[ABOUT THIS EXERCISE] Set the pictures aside and return each record below precisely as written.
--- SOURCE MATERIAL Enclosed Below ---
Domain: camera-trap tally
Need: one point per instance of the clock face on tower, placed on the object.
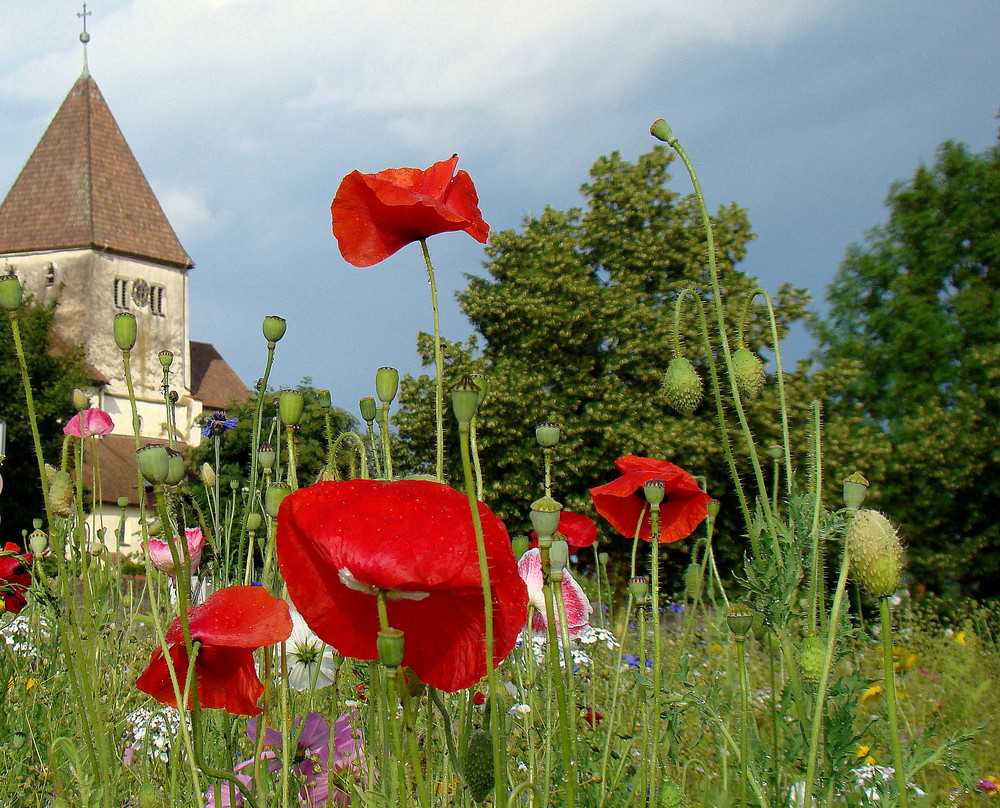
(140, 292)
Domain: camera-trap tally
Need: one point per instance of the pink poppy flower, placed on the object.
(89, 422)
(159, 551)
(578, 608)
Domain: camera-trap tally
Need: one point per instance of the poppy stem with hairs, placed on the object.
(438, 364)
(499, 758)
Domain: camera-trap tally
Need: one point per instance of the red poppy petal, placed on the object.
(240, 617)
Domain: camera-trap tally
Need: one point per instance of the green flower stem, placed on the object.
(723, 339)
(499, 758)
(741, 658)
(824, 679)
(438, 363)
(890, 701)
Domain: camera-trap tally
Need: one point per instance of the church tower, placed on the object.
(82, 226)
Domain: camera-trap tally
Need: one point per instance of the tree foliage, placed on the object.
(575, 323)
(915, 311)
(54, 369)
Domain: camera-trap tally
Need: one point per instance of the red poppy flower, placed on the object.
(15, 577)
(340, 543)
(621, 501)
(579, 530)
(374, 215)
(230, 625)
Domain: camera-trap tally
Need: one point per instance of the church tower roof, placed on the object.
(82, 188)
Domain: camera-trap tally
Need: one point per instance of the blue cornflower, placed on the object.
(217, 423)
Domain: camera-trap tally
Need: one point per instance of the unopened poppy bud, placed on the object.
(638, 588)
(661, 131)
(274, 496)
(682, 385)
(547, 433)
(369, 409)
(290, 406)
(175, 467)
(80, 400)
(390, 647)
(748, 371)
(38, 541)
(125, 329)
(875, 553)
(519, 545)
(266, 456)
(545, 517)
(154, 463)
(386, 384)
(482, 384)
(11, 292)
(465, 400)
(654, 490)
(61, 494)
(855, 490)
(558, 555)
(274, 327)
(208, 475)
(739, 618)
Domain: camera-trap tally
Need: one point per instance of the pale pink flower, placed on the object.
(89, 422)
(578, 608)
(159, 551)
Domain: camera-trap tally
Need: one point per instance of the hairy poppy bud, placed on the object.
(274, 327)
(748, 371)
(386, 384)
(875, 553)
(125, 329)
(682, 385)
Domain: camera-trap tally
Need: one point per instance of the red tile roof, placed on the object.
(82, 188)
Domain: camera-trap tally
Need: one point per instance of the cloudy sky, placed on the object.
(246, 114)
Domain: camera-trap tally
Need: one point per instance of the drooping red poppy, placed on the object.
(340, 543)
(621, 501)
(15, 577)
(578, 529)
(230, 625)
(374, 215)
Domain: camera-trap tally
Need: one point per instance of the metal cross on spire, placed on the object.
(84, 36)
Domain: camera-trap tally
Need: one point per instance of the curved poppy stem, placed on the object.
(438, 364)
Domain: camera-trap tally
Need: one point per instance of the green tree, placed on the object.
(54, 369)
(575, 320)
(916, 310)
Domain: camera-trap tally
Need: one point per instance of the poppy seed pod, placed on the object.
(369, 409)
(465, 400)
(386, 384)
(654, 491)
(154, 463)
(855, 490)
(545, 514)
(682, 385)
(748, 371)
(11, 292)
(739, 618)
(875, 553)
(390, 647)
(274, 496)
(290, 406)
(519, 545)
(274, 328)
(125, 329)
(547, 433)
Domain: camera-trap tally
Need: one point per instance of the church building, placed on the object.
(82, 225)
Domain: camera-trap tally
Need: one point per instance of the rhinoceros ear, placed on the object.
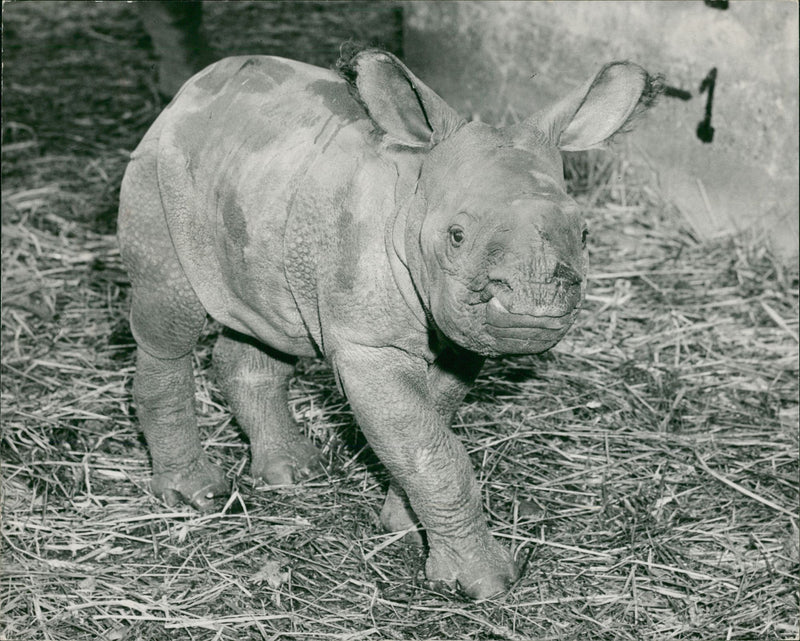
(402, 107)
(589, 116)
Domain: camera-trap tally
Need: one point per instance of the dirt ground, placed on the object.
(644, 472)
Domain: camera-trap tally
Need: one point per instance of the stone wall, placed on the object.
(499, 61)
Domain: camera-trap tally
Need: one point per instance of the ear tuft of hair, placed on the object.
(653, 88)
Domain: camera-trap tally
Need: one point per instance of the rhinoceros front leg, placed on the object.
(449, 380)
(255, 384)
(389, 393)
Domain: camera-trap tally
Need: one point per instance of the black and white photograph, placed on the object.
(400, 319)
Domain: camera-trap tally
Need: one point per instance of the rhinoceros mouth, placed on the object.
(503, 323)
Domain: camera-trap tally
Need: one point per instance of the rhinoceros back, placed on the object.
(236, 147)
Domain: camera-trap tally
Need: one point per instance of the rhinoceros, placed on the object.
(352, 214)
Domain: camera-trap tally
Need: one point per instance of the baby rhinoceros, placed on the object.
(353, 215)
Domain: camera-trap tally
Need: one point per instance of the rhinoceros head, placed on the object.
(495, 246)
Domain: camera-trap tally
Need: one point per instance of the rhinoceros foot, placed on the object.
(197, 484)
(299, 462)
(480, 574)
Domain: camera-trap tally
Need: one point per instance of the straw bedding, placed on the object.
(645, 471)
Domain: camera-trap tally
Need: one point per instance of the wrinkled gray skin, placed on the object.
(363, 220)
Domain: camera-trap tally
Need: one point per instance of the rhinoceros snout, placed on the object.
(553, 294)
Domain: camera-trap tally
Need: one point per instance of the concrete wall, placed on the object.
(499, 61)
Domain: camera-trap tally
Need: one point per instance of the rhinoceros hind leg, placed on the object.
(164, 393)
(397, 515)
(255, 382)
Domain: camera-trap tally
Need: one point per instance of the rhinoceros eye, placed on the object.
(456, 235)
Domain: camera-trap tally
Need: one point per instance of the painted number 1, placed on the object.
(705, 131)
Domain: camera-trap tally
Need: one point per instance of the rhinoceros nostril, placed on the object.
(566, 275)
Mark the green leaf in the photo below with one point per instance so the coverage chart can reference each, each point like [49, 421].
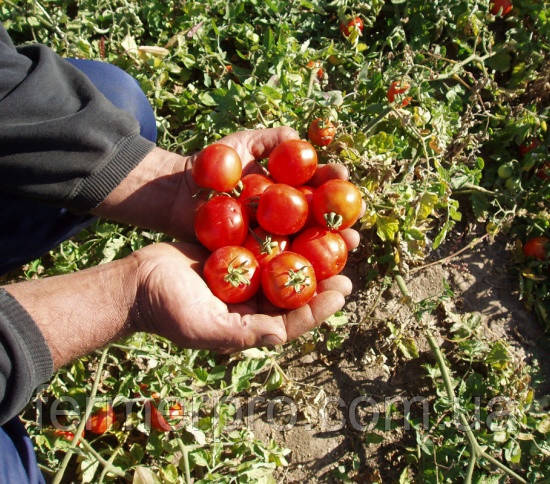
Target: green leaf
--- End of Enclosed SOURCE MATERIAL ---
[ANSWER BOX]
Domain: camera-trap tally
Need: one point per instance of the clock face on tower, placed on the object.
(140, 292)
Domain: camera-trap tally
Need: one point per instance of the pink poppy flower, placed on the object.
(89, 422)
(159, 551)
(578, 608)
Domain: camera-trap tally
Need: one point per instance of the poppy stem with hairs, placed on the object.
(438, 364)
(499, 758)
Domain: camera-trap tally
Need: one point per instance of the red poppy petal, placed on the object.
(240, 617)
Domain: camera-trap tally
Need: one point per instance of the green flower stem, placed on the object.
(723, 339)
(499, 758)
(741, 658)
(824, 679)
(438, 363)
(890, 701)
Domain: camera-trap tally
Need: one point per instance of the church tower, placed on the object.
(82, 226)
Domain: camera-trap tally
Need: one point per instance of the tree foliage, placed on the object.
(575, 323)
(915, 311)
(54, 369)
Domain: camera-trap tally
Need: one point per instance of the red poppy flower, placed on the object.
(15, 577)
(340, 543)
(621, 501)
(579, 530)
(374, 215)
(230, 625)
Domain: camera-trap tally
Need: one point per instance of the church tower roof, placed on the object.
(82, 188)
Domain: camera-trap tally
Need: one point per instance of the blue cornflower, placed on the object.
(217, 423)
Domain: camera-trap tally
Need: one point per instance of the unopened poppy bud, placed on the object.
(638, 588)
(661, 131)
(274, 496)
(682, 385)
(547, 433)
(369, 409)
(290, 406)
(175, 467)
(80, 400)
(390, 647)
(748, 371)
(38, 541)
(125, 329)
(875, 553)
(519, 545)
(266, 456)
(545, 517)
(154, 463)
(386, 384)
(482, 384)
(11, 292)
(465, 400)
(654, 490)
(61, 494)
(855, 490)
(558, 555)
(274, 327)
(208, 475)
(739, 618)
Domain: camera-trap tally
Need: one point per instance of the pale pink flower, placed on the object.
(89, 422)
(578, 608)
(159, 551)
Domain: camera-trap tally
Need: one point per instance of the hairy poppy bud, placed on the object.
(274, 327)
(748, 371)
(386, 384)
(875, 553)
(125, 329)
(682, 385)
Domain: camera-trap tally
Need: one point per instance of the red tile roof, placed on the object.
(82, 188)
Domain: camera-trap tally
Need: one point per instance of the cloudy sky, placed on the object.
(246, 114)
Domain: camera-trap tally
Need: one point per instance of the drooping red poppy, placed on the object.
(340, 543)
(621, 501)
(15, 577)
(578, 529)
(230, 625)
(374, 215)
Domain: camera-trap tally
Need: one point per instance of the metal cross on spire, placed on the object.
(84, 36)
Domain: camera-trap tally
Need: one point per instance of the curved poppy stem, placed on the object.
(438, 364)
Domain: camera-trap tally
Need: one point per instance of the green tree, placed on the object.
(54, 369)
(575, 320)
(916, 310)
Domain: camera-trap tally
Need: one point per instance of the poppy seed pod, placed on the object.
(369, 409)
(465, 400)
(386, 384)
(654, 491)
(154, 463)
(855, 490)
(545, 514)
(682, 385)
(748, 371)
(11, 292)
(739, 618)
(875, 553)
(390, 647)
(274, 496)
(290, 406)
(519, 545)
(274, 328)
(125, 329)
(547, 433)
Domain: camera-trap tally
Need: one point per instance of the church building, placed on the object.
(82, 225)
Domain: camera-trap tally
Need: one point per instance of the rhinoceros ear, placed on the object.
(402, 107)
(589, 116)
Domain: camera-trap tally
Need: one point per instance of the dirt ground, placed on the object.
(644, 472)
Domain: camera-trap tally
Need: one point per instance of the stone wall, placed on the object.
(499, 61)
Domain: camera-trap tally
Need: one point per instance of the ear tuft of hair, placed on the object.
(653, 88)
Domain: camera-trap tally
Need: one point per instance of the rhinoceros front leg, placed on the object.
(449, 380)
(255, 384)
(389, 393)
Domain: camera-trap tally
Need: one point per instance of the black and white photograph, placed on the object.
(400, 319)
Domain: camera-trap tally
Need: one point per instance of the rhinoceros mouth, placed on the object.
(503, 323)
Domain: camera-trap tally
Need: one point per instance of the rhinoceros back, placed on the object.
(236, 147)
Domain: camera-trap tally
Need: one point per instance of the rhinoceros, placed on the object.
(352, 214)
Domain: camera-trap tally
Need: one point per instance of the baby rhinoceros, placed on the object.
(353, 215)
Domain: camera-trap tally
Need: one point per instance of the rhinoceros head, placed on the object.
(495, 246)
Domain: camera-trap tally
Need: one point per instance of the rhinoceros foot, placed on the object.
(197, 484)
(299, 462)
(480, 574)
Domain: camera-trap tally
Need: one point per instance of the straw bedding, placed on the object.
(645, 471)
Domain: camera-trap tally
Need: one point per instance of the wrinkled gray skin, placed on the object.
(363, 220)
Domain: camera-trap tally
Need: one point per instance of the rhinoceros snout, placed on the object.
(553, 294)
Domain: camera-trap tally
Need: one point per instance of the concrete wall, placed on the object.
(499, 61)
Domain: camera-trap tally
Need: one point per instance of the rhinoceros hind leg, placed on the object.
(164, 393)
(397, 515)
(255, 382)
Domain: camera-trap tally
Need: one point per instance of the rhinoceros eye, placed on the object.
(456, 235)
Domain: camera-trap tally
Need: one point per instance of the painted number 1, placed on the object.
(705, 131)
Domain: camera-trap tally
Need: one point per instance of the rhinoceros nostril, placed on the object.
(566, 275)
Mark the green leaf in the photo below with one point per instance so the coverage chart can reference each, each point like [49, 421].
Target: green leaf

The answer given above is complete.